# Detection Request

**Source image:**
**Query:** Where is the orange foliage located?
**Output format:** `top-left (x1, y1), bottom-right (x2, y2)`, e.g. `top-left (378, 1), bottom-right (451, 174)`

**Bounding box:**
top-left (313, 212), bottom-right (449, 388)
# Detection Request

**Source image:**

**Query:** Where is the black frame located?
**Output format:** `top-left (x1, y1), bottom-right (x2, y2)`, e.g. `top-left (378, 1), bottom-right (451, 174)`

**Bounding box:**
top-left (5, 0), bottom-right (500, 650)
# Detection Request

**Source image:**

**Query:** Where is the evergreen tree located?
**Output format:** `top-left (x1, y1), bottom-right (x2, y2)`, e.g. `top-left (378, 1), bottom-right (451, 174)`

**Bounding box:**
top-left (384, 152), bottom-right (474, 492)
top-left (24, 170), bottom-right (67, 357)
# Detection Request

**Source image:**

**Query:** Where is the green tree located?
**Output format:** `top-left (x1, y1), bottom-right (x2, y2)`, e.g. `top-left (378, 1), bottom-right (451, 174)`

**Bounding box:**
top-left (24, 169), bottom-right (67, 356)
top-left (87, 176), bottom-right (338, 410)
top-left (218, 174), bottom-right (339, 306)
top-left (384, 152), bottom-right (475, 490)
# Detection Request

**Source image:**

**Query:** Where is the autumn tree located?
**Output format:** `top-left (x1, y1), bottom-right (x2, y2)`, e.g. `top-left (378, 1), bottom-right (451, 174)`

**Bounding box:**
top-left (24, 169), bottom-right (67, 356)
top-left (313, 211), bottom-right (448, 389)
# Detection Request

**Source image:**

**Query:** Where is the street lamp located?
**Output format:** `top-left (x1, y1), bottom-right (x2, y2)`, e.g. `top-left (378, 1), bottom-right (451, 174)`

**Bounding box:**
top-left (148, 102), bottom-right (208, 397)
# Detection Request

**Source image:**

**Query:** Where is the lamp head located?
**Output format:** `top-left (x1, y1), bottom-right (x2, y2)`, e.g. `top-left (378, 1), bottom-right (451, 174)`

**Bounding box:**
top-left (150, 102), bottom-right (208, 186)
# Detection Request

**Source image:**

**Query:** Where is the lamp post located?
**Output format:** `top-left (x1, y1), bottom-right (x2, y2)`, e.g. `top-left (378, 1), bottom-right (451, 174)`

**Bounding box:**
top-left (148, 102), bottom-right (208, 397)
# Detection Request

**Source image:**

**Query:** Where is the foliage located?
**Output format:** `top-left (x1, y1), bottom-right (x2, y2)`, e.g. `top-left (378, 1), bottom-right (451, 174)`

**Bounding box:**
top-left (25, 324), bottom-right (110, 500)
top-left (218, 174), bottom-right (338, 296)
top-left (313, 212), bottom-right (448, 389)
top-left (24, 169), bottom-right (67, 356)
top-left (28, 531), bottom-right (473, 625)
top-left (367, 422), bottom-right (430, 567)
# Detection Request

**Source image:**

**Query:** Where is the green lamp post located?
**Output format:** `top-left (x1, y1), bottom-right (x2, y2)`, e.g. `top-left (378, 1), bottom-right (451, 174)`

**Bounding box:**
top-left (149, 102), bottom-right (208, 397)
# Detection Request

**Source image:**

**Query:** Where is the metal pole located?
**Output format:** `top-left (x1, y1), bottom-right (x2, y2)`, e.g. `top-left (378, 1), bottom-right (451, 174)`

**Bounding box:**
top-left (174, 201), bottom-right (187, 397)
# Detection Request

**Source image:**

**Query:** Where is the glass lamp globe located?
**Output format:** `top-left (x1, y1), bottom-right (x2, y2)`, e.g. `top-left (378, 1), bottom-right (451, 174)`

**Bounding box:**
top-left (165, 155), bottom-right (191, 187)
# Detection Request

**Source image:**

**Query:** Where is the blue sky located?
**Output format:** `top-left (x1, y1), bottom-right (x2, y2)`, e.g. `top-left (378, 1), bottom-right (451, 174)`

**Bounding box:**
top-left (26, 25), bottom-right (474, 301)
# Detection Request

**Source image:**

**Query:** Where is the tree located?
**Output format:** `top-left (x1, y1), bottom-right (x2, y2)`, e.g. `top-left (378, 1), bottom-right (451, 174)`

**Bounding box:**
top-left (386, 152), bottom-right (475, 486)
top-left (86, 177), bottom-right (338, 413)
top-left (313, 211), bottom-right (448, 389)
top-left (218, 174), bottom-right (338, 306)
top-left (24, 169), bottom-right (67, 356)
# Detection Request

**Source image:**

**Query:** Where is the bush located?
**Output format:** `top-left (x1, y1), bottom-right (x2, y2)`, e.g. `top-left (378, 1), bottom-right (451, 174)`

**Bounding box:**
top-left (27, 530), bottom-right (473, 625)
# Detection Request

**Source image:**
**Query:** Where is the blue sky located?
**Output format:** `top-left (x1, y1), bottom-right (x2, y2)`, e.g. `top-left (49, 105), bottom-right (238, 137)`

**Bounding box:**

• _GIVEN PROBLEM_: Reproduce all the records above, changing every "Source image" to "Input image" and leaving everything else as it is.

• _FINAL RESULT_:
# Detection Request

**Input image:**
**Query:** Where is the orange foliage located?
**Output format:** `top-left (x1, y1), bottom-right (x2, y2)`, e.g. `top-left (378, 1), bottom-right (451, 174)`

**Bounding box:**
top-left (313, 212), bottom-right (449, 388)
# Detection Request

**Input image:**

**Query:** Where is the black frame located?
**Output format:** `top-left (x1, y1), bottom-right (x2, y2)`, e.g. `top-left (378, 1), bottom-right (451, 174)`

**Bounding box:**
top-left (5, 0), bottom-right (500, 650)
# Detection Request

**Input image:**

**Query:** Where is the evergreen tree located?
**Output format:** `top-left (x1, y1), bottom-right (x2, y2)`, e.g. `top-left (378, 1), bottom-right (451, 174)`

**Bounding box:**
top-left (384, 152), bottom-right (474, 492)
top-left (24, 170), bottom-right (67, 357)
# Detection Request

**Input image:**

**Query:** Where is the green tree located?
**Output format:** `top-left (x1, y1), bottom-right (x2, y2)`, e.g. `top-left (378, 1), bottom-right (451, 174)`

**Bounding box:**
top-left (24, 169), bottom-right (67, 356)
top-left (87, 176), bottom-right (338, 410)
top-left (218, 174), bottom-right (339, 306)
top-left (384, 152), bottom-right (475, 490)
# Detection Request

**Input image:**

**Query:** Where is the autumn tree located?
**Output format:** `top-left (x1, y1), bottom-right (x2, y2)`, e.g. `top-left (378, 1), bottom-right (451, 174)`

**Bounding box:**
top-left (24, 169), bottom-right (67, 356)
top-left (313, 211), bottom-right (448, 389)
# Detection Request

**Input image:**

**Query:** Where is the street lamp located?
**Output format:** `top-left (x1, y1), bottom-right (x2, y2)`, e.g. `top-left (378, 1), bottom-right (451, 174)`

**Bounding box:**
top-left (148, 102), bottom-right (208, 397)
# Detection Request

**Input image:**

**Query:** Where is the lamp head located?
**Output format:** `top-left (x1, y1), bottom-right (x2, y2)`, e.g. `top-left (378, 1), bottom-right (451, 174)`

**Bounding box:**
top-left (150, 102), bottom-right (208, 186)
# Detection Request

**Input image:**

**Query:** Where is the lamp post located?
**Output format:** `top-left (x1, y1), bottom-right (x2, y2)`, e.g. `top-left (378, 1), bottom-right (451, 174)`

**Bounding box:**
top-left (148, 102), bottom-right (208, 397)
# Detection Request

**Input image:**

**Query:** Where is the foliage located?
**Output format:** `top-left (x1, y1), bottom-right (x2, y2)`, e.g. `top-left (378, 1), bottom-right (451, 174)`

**Bounding box:**
top-left (25, 324), bottom-right (110, 500)
top-left (218, 174), bottom-right (338, 296)
top-left (313, 212), bottom-right (448, 389)
top-left (24, 169), bottom-right (67, 356)
top-left (28, 531), bottom-right (473, 625)
top-left (367, 422), bottom-right (430, 567)
# Detection Request

**Input image:**

**Query:** Where is the green lamp post located?
**Output format:** `top-left (x1, y1), bottom-right (x2, y2)`, e.g. `top-left (378, 1), bottom-right (451, 174)`

**Bounding box:**
top-left (149, 102), bottom-right (208, 397)
# Detection Request

**Input image:**

**Query:** Where is the metal pole located?
**Output format:** `top-left (x1, y1), bottom-right (x2, y2)`, e.g. `top-left (378, 1), bottom-right (451, 174)`

**Bounding box:**
top-left (174, 201), bottom-right (187, 397)
# Detection Request

**Input image:**

**Query:** Where is the glass lamp globe located?
**Output format:** `top-left (x1, y1), bottom-right (x2, y2)`, e.g. `top-left (378, 1), bottom-right (451, 174)`

**Bounding box:**
top-left (165, 155), bottom-right (191, 187)
# Detection Request

**Input image:**

**Query:** Where is the blue sky located?
**Output format:** `top-left (x1, y1), bottom-right (x2, y2)`, e.g. `top-left (378, 1), bottom-right (451, 174)`

**Bounding box:**
top-left (26, 25), bottom-right (474, 301)
# Detection Request

**Input image:**

**Query:** Where is the tree located?
**Output format:** `top-left (x1, y1), bottom-right (x2, y2)`, e.g. `top-left (378, 1), bottom-right (451, 174)`

**Bounding box:**
top-left (386, 152), bottom-right (475, 486)
top-left (86, 177), bottom-right (338, 413)
top-left (313, 211), bottom-right (448, 389)
top-left (218, 174), bottom-right (338, 306)
top-left (24, 169), bottom-right (67, 356)
# Detection Request

**Input image:**

**Query:** Where is the bush located?
**Output format:** `top-left (x1, y1), bottom-right (x2, y2)`, e.g. `top-left (378, 1), bottom-right (451, 174)`

**Bounding box:**
top-left (27, 530), bottom-right (473, 625)
# Detection Request

**Input image:**
**Query:** Where is the blue sky located?
**Output format:** `top-left (x1, y1), bottom-right (x2, y2)`, e.g. `top-left (49, 105), bottom-right (238, 137)`

**Bounding box:**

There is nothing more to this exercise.